## DATA TO USE
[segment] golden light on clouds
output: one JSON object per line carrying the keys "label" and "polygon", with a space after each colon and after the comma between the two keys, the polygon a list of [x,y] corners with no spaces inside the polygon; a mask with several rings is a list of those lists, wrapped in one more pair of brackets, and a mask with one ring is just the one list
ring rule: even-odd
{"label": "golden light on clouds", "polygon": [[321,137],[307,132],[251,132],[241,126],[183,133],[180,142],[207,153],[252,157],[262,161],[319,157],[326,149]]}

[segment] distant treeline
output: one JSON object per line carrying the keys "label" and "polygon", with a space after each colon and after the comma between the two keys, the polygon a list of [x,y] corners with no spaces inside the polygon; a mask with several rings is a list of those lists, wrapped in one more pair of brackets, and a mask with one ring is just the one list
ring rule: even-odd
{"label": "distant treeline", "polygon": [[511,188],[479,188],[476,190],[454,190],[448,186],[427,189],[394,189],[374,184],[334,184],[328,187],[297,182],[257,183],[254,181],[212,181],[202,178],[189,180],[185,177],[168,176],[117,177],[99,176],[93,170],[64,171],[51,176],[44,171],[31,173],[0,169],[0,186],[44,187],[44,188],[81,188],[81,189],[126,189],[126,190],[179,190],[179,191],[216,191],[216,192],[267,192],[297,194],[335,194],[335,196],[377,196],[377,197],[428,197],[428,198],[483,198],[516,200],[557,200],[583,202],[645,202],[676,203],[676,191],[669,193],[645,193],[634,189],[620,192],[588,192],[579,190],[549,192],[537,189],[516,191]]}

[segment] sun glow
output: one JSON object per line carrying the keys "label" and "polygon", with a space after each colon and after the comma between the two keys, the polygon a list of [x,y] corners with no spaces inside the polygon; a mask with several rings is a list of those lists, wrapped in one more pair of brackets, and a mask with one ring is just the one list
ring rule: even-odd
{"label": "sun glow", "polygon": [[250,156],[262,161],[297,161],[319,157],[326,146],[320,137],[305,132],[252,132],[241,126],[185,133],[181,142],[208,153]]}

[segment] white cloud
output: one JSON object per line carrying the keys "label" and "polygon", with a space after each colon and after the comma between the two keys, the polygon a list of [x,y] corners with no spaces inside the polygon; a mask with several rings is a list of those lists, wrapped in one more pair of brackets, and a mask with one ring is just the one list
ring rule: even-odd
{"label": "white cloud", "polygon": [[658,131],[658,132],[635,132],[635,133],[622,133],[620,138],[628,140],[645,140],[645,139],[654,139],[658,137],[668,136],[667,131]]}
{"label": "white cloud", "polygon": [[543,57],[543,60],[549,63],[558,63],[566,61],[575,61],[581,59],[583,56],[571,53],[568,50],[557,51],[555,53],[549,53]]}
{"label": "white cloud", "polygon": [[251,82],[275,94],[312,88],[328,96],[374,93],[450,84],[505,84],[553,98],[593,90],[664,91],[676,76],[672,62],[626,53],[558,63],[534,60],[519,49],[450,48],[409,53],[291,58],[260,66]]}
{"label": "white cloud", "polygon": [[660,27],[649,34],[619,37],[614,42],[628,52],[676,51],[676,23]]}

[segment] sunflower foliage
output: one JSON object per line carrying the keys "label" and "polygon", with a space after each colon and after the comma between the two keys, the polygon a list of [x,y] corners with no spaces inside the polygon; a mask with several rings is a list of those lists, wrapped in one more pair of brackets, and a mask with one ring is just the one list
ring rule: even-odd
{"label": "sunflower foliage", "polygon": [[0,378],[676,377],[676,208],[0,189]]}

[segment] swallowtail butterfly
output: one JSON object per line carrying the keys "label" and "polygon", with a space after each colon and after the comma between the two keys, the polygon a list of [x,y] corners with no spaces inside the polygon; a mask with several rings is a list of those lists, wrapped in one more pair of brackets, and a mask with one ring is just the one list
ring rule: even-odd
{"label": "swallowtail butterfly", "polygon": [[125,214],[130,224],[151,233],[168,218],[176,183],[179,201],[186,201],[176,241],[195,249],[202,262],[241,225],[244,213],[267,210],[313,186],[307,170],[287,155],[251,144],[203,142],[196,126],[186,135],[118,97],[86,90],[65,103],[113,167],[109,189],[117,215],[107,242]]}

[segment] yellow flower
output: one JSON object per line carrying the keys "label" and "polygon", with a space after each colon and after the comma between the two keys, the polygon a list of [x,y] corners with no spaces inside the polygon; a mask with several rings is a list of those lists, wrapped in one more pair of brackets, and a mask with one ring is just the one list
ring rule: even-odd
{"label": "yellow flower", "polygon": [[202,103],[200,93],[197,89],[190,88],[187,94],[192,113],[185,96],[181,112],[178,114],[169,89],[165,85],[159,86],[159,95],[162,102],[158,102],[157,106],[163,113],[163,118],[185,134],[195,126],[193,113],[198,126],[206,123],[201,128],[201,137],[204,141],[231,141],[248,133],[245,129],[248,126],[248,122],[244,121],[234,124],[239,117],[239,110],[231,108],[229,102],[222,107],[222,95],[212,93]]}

## STATED EXERCISE
All of the entries should be written out again exactly.

## THE SOLUTION
[segment] golden light on clouds
output: one JSON object per line carrying the keys "label" and "polygon", with a space after each colon and after the comma between the two keys, the polygon a list of [x,y] corners with no spaces inside the polygon; a mask with several rings is a list of those lists, wrapped in one more pair of brackets, and a mask with one ring is just the one list
ring rule: even-odd
{"label": "golden light on clouds", "polygon": [[321,137],[307,132],[251,132],[241,126],[183,133],[180,142],[207,153],[252,157],[262,161],[319,157],[326,149]]}

[segment] distant treeline
output: one JSON object per line carrying the keys "label" and "polygon", with a space after each colon and after the comma between the two keys, the polygon a list of [x,y] corners with no spaces inside the polygon; a mask with several rings is a list of those lists, wrapped in one more pair of brackets, and a mask with one ring is just the one list
ring rule: even-odd
{"label": "distant treeline", "polygon": [[511,188],[479,188],[476,190],[454,190],[448,186],[427,189],[394,189],[374,184],[334,184],[328,187],[297,182],[257,183],[254,181],[212,181],[202,178],[189,180],[185,177],[168,176],[117,177],[99,176],[93,170],[64,171],[51,176],[44,171],[31,173],[0,169],[0,186],[44,187],[44,188],[81,188],[81,189],[126,189],[126,190],[179,190],[179,191],[216,191],[216,192],[267,192],[297,194],[335,194],[335,196],[377,196],[377,197],[428,197],[428,198],[483,198],[516,200],[557,200],[583,202],[645,202],[676,203],[676,191],[669,193],[645,193],[634,189],[620,192],[588,192],[579,190],[549,192],[537,189],[516,191]]}

[segment] sun glow
output: one JSON object per line carrying the keys "label" and "polygon", with a space after each colon and after the comma between the two keys, the polygon a list of [x,y] corners with no spaces inside the polygon; a mask with several rings is a list of those lists, wrapped in one more pair of brackets, and a mask with one ring is just the one list
ring rule: even-odd
{"label": "sun glow", "polygon": [[250,156],[262,161],[297,161],[319,157],[326,146],[320,137],[305,132],[252,132],[241,126],[185,133],[181,142],[208,153]]}

[segment] white cloud
output: one JSON object per line carrying the keys "label" and "polygon", with a space after each colon and after the comma between the two keys, the polygon a list of [x,y] corners with no spaces inside the polygon; a mask with several rings is a list of those lists, wrapped in one more pair of brackets, and a mask with one ring is just the one list
ring rule: even-odd
{"label": "white cloud", "polygon": [[658,131],[658,132],[635,132],[635,133],[622,133],[620,138],[628,140],[645,140],[645,139],[654,139],[658,137],[668,136],[667,131]]}
{"label": "white cloud", "polygon": [[543,57],[543,60],[549,63],[558,63],[566,61],[575,61],[581,59],[583,56],[571,53],[568,50],[557,51],[555,53],[549,53]]}
{"label": "white cloud", "polygon": [[251,82],[275,94],[312,88],[328,96],[374,93],[450,84],[505,84],[553,98],[593,90],[664,91],[676,76],[672,62],[626,53],[558,63],[534,60],[519,49],[450,48],[409,53],[291,58],[260,66]]}
{"label": "white cloud", "polygon": [[660,27],[649,34],[619,37],[614,42],[628,52],[676,51],[676,23]]}

[segment] sunflower foliage
output: one JSON object per line carrying the keys "label" and "polygon", with a space after each colon and after the comma between the two keys, the polygon a list of [x,y] corners with no spaces inside the polygon; a mask with several rings is a list of those lists, wrapped in one more pair of brackets, and a mask with one ring is just the one list
ring rule: even-odd
{"label": "sunflower foliage", "polygon": [[0,378],[676,377],[676,208],[0,189]]}

[segment] swallowtail butterfly
output: one JSON object per line carrying the keys "label" and "polygon", with a space after each colon and after the comma between the two keys, the polygon a list of [x,y] corners with no spaces inside the polygon; a mask with several rings is a list of those lists, wrapped in one more pair of brackets, and a mask with one ring is just the one list
ring rule: even-odd
{"label": "swallowtail butterfly", "polygon": [[125,214],[130,224],[151,233],[168,218],[176,183],[179,201],[186,201],[176,241],[195,249],[202,262],[241,225],[244,213],[267,210],[313,186],[307,170],[287,155],[251,144],[203,142],[196,126],[186,135],[118,97],[86,90],[65,103],[113,167],[109,189],[117,215],[107,242]]}

[segment] yellow flower
output: one JSON object per line carrying the keys "label" and "polygon", with a space after each colon and after the comma between the two keys, the polygon a list of [x,y] corners with no spaces inside the polygon; a mask with several rings is a list of those lists, wrapped in one more pair of brackets, and a mask with one ring is just the one list
ring rule: even-odd
{"label": "yellow flower", "polygon": [[202,103],[200,93],[197,89],[190,88],[187,94],[192,113],[185,96],[181,112],[178,114],[169,89],[165,85],[159,86],[159,95],[162,102],[158,102],[157,106],[163,113],[163,118],[185,134],[195,126],[193,113],[198,126],[206,123],[201,128],[201,137],[204,141],[231,141],[248,133],[245,129],[248,126],[248,122],[244,121],[234,124],[239,117],[239,110],[231,108],[229,102],[222,107],[222,95],[212,93]]}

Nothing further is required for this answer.